PROVIDED PASSAGE:
[Begin]

D&H handles the whole operational aspect around cloud and then pushes its invoices into products like ConnectWise or other MSP tools.
D&H also offers X as a Service, or Everything as a Service, which plays into the payment model.
“A lot of partners got their start selling hardware,” he said. “What we do is we take that hardware, especially endpoint devices like laptops and desktops, and we help them integrate cloud, software and their own services and we can complement those services into a single subscription.
“Our partners and our vendors get a transaction because we sell that new laptop, but the end user just continues to get that same payment model,” he added.
Aaron Ferraiuolo, president of UpTime Sciences, a D&H partner based in Eugene, Ore., said the Success Path to Cloud program has helped his company tremendously.
“The resources and support we’ve gotten through D&H’s Cloud Services [Business Unit] has allowed us to accelerate our move towards a services-based consumption model, which has a long list of benefits for us as an MSP organization,” said Ferraiuolo. “It’s easier to be confident about building a profitable cloud practice when we can leverage support and tools from a trusted partner.”
In 2022, D&H will work to evolve its Cloud Services Business Unit and expects to see another year of triple-digit growth.

[End]

Records excerpted from a collection:
[Begin]

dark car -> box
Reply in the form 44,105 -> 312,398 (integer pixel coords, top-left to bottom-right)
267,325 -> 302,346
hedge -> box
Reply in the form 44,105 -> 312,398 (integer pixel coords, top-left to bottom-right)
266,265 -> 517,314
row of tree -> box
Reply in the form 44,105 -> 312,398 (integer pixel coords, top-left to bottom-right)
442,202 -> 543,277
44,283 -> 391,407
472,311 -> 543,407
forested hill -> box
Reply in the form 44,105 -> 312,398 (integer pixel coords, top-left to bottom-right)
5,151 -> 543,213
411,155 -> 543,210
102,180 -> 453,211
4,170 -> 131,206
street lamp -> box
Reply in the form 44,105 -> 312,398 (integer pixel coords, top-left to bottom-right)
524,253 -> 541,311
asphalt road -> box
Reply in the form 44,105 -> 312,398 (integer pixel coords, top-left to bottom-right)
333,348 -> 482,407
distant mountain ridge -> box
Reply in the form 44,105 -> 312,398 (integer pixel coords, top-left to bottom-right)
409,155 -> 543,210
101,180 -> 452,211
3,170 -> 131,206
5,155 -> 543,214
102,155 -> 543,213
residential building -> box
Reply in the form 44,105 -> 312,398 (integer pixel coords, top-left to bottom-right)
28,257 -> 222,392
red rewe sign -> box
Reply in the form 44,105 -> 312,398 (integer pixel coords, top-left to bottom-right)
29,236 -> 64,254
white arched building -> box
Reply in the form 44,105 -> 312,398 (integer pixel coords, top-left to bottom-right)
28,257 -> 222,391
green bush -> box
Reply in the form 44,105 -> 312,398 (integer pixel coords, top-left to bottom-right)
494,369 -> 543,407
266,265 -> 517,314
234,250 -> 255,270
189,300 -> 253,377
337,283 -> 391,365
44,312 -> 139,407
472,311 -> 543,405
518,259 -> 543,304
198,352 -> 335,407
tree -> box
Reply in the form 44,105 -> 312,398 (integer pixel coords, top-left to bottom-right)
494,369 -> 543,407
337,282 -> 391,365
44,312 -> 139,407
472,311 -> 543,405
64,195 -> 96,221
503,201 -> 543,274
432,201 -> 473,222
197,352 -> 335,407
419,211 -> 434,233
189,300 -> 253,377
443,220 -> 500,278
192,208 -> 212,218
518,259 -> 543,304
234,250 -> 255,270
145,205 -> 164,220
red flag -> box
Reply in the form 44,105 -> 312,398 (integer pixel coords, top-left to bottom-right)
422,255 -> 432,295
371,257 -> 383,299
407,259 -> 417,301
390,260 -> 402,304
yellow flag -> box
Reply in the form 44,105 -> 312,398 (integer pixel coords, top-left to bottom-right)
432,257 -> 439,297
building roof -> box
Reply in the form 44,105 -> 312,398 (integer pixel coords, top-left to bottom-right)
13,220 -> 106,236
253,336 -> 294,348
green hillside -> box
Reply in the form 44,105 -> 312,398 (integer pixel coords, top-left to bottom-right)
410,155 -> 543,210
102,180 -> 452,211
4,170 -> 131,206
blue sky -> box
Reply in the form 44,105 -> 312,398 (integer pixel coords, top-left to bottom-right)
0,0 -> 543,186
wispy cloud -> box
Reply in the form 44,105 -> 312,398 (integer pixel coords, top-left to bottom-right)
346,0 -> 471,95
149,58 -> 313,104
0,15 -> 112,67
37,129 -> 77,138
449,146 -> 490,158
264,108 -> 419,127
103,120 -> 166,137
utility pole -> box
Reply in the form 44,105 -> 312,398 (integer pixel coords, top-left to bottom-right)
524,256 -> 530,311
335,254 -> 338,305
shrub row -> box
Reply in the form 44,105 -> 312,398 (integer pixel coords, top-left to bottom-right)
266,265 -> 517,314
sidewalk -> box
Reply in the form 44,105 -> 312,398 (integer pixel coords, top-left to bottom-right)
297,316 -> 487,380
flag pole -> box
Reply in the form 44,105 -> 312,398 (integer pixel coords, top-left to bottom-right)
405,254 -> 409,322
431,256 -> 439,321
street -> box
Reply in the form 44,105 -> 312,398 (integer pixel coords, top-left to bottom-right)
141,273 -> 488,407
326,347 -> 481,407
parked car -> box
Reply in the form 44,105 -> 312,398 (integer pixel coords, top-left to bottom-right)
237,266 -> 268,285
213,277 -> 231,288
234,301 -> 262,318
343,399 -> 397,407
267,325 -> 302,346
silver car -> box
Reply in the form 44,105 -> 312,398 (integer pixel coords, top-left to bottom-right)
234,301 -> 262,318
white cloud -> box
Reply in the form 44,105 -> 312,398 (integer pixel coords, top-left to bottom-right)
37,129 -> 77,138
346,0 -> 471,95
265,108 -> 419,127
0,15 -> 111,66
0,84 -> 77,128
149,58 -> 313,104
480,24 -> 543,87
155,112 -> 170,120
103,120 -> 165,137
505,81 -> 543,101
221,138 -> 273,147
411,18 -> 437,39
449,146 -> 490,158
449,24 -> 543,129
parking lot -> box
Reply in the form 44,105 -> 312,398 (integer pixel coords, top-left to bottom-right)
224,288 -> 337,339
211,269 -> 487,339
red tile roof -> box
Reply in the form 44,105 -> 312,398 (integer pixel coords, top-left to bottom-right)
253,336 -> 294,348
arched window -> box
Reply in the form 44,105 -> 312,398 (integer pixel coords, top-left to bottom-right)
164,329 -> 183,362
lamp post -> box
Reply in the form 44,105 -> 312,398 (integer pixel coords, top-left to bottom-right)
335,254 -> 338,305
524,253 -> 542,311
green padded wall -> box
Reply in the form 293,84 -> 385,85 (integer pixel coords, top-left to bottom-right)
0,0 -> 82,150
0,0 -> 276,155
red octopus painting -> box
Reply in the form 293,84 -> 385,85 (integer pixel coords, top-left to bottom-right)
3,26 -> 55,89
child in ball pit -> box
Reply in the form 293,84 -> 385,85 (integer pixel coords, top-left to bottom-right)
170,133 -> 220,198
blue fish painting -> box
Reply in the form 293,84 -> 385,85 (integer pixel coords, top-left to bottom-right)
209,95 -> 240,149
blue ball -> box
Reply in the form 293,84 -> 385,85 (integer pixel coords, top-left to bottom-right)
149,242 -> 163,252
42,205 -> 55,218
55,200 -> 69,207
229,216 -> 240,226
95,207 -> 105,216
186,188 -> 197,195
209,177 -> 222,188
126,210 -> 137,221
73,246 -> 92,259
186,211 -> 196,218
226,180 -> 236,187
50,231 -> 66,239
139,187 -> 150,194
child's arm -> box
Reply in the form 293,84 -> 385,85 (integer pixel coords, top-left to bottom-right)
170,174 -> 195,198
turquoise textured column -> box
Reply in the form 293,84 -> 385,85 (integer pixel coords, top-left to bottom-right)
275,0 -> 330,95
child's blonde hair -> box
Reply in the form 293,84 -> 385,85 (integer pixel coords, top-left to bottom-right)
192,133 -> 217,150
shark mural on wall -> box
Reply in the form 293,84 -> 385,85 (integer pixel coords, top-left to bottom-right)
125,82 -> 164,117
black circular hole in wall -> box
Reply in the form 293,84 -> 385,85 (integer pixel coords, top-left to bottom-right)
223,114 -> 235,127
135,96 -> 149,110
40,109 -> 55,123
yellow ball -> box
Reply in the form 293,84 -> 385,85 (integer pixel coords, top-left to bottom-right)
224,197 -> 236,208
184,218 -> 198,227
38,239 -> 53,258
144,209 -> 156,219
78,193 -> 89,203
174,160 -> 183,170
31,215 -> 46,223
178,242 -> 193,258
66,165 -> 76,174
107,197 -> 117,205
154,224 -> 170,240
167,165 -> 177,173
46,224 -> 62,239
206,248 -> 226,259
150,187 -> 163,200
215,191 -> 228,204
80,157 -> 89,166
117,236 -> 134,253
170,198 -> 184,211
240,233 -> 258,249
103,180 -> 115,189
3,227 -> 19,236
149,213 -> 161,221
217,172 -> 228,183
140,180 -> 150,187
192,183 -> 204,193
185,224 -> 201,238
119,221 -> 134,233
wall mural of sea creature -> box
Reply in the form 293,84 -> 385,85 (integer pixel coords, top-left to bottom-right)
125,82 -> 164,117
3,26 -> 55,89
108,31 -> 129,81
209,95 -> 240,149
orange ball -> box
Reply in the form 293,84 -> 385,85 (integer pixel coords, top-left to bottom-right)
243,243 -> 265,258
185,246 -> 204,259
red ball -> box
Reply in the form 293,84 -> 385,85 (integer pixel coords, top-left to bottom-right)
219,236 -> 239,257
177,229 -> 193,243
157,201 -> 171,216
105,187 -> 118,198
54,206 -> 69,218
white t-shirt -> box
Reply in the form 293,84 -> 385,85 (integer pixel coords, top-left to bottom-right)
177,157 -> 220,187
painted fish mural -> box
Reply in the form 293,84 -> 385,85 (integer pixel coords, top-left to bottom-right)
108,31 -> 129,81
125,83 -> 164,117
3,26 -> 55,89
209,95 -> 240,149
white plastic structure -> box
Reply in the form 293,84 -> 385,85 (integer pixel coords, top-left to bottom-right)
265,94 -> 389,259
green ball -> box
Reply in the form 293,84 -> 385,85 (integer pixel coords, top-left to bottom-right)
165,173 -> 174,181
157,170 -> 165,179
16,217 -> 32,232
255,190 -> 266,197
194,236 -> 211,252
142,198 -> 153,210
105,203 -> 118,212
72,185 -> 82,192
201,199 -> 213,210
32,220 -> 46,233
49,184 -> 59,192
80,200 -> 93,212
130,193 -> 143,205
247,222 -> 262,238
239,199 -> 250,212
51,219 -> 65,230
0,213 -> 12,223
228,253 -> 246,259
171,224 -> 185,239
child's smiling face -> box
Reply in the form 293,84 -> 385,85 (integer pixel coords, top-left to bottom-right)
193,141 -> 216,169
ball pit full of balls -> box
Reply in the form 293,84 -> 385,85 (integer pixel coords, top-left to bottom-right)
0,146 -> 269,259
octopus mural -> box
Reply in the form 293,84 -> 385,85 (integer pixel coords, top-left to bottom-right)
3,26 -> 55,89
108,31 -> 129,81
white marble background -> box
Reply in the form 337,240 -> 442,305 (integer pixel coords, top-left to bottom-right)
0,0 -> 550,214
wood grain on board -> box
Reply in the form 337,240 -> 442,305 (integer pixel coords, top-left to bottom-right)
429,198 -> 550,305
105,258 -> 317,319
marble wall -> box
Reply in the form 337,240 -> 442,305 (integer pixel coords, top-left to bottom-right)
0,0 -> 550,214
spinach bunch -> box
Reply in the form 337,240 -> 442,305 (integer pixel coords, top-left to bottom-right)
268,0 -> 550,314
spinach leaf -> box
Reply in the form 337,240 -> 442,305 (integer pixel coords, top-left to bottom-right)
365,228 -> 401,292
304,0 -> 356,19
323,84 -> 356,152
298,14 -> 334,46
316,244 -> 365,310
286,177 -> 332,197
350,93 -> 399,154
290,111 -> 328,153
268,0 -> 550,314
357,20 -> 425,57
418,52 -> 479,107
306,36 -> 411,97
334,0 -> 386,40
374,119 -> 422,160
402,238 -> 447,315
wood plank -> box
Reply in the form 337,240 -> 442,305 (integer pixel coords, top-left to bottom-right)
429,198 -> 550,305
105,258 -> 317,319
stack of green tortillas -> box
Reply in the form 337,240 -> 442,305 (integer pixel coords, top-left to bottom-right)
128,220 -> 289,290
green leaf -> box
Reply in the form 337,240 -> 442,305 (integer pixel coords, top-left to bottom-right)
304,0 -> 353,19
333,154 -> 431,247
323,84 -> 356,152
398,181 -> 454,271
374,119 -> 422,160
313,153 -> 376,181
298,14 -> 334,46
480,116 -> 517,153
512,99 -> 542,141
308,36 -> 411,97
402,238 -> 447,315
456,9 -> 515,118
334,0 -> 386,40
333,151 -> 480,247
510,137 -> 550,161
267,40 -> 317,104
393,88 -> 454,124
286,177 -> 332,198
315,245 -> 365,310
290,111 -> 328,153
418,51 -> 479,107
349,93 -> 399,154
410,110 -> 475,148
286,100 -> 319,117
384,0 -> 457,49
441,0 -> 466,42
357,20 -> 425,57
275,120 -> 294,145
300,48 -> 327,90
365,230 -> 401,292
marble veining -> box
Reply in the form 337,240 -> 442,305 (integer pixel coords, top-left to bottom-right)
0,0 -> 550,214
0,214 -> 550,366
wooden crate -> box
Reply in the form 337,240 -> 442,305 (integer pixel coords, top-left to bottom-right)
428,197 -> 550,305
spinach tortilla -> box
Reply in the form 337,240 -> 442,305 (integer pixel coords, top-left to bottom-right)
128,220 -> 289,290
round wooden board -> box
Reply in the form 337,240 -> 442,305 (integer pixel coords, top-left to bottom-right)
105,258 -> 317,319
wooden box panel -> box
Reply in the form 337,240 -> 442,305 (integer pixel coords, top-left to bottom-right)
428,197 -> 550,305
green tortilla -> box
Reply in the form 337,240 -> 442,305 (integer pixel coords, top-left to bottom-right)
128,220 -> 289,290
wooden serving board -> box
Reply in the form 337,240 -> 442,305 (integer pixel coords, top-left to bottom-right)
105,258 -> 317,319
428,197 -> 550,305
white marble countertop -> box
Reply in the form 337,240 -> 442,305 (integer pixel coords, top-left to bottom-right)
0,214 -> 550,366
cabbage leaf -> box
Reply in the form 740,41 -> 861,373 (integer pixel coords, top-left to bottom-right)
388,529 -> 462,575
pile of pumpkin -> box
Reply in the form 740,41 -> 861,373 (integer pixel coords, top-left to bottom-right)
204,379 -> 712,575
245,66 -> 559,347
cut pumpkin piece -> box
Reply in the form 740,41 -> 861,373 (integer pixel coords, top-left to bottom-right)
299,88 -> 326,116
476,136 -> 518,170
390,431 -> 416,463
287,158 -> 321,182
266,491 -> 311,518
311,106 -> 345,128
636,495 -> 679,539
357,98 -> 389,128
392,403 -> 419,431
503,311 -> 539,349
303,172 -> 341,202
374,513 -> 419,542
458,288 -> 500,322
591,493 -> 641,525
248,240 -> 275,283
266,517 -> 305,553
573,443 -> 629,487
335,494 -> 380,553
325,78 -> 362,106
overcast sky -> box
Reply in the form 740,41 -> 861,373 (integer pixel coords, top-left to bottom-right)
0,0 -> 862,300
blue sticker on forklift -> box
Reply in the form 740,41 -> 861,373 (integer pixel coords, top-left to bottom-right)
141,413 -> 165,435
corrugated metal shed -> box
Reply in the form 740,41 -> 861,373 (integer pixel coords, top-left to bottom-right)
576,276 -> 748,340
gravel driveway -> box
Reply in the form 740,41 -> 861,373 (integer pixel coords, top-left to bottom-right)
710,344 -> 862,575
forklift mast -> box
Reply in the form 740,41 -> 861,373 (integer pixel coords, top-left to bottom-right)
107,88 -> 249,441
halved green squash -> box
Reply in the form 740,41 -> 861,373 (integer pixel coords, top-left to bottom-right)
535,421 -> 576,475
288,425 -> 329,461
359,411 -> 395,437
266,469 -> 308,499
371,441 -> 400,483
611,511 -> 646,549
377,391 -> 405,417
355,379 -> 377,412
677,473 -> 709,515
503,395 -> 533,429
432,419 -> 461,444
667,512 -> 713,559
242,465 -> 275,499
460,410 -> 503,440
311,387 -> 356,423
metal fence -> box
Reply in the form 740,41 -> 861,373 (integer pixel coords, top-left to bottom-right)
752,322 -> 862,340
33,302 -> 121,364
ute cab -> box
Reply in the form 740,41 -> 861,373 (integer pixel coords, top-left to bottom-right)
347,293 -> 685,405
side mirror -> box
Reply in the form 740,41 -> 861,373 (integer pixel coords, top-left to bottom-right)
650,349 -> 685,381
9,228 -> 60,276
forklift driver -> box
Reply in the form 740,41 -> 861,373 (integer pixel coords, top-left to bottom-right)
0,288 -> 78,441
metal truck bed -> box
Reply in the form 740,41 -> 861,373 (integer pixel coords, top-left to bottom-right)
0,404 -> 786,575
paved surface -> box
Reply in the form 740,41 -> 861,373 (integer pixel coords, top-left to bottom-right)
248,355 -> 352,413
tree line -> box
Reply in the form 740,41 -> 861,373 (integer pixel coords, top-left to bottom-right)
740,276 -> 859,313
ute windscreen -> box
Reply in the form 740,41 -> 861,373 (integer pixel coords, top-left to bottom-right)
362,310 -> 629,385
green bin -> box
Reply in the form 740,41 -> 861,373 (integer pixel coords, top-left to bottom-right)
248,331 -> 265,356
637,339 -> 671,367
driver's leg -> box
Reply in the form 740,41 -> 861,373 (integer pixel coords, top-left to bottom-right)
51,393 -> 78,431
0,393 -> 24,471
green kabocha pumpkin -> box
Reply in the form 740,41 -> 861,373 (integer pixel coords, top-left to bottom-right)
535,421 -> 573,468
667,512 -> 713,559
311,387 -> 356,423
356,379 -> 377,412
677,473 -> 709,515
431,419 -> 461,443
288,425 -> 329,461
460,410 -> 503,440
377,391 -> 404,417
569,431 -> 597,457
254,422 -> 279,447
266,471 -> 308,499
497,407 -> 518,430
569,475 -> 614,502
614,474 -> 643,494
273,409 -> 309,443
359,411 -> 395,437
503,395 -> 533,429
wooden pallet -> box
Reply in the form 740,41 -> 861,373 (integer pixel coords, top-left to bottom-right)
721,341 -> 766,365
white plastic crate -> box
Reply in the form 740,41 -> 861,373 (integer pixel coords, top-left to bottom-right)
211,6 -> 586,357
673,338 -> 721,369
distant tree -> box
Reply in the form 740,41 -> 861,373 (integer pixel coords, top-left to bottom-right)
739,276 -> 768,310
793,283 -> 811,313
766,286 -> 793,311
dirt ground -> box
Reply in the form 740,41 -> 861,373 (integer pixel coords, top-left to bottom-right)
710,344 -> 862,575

[End]

PROBLEMS TO WORK ON:
[a] Answer these questions from the passage about D&H's cloud services:
(i) Where is UpTime Sciences based?
(ii) Besides ConnectWise, into what kind of products does D&H push its invoices?
(iii) What level of growth does D&H expect for 2022?
[b] Go on with the passage about D&H's cloud services, starting after its final sentence.
The material has no part in what is asked here.

ANSWERS TO THE TASKS:
[a]
(i) Eugene, Ore.
(ii) Other MSP tools.
(iii) Another year of triple-digit growth.

[b]
“If you think about what’s happening with all the technology vendors, they’re increasingly rolling out as-a-service models, cloud models and consumption-based models,” Bystrak said. “We’ve built unique capabilities with those five pillars and we’re now finding that that’s very valuable to these vendors as they evolve. We’re reaching across and breaking down business unit walls in D&H to bring those vendors into the work that we do with our team and helping them operationalize and the drive to go to market for those types of consumption-based and cloud-based solutions.”
And as many move to a hybrid cloud model, he believes there will also be a move to modern solutions in a modern infrastructure.
“We’re helping our partners combine, for example, Hewlett Packard Enterprise data center solutions with Microsoft Azure, to offer that hybrid model,” he said. “We’ve got the technology to bring those two things together and the platforms to support it.”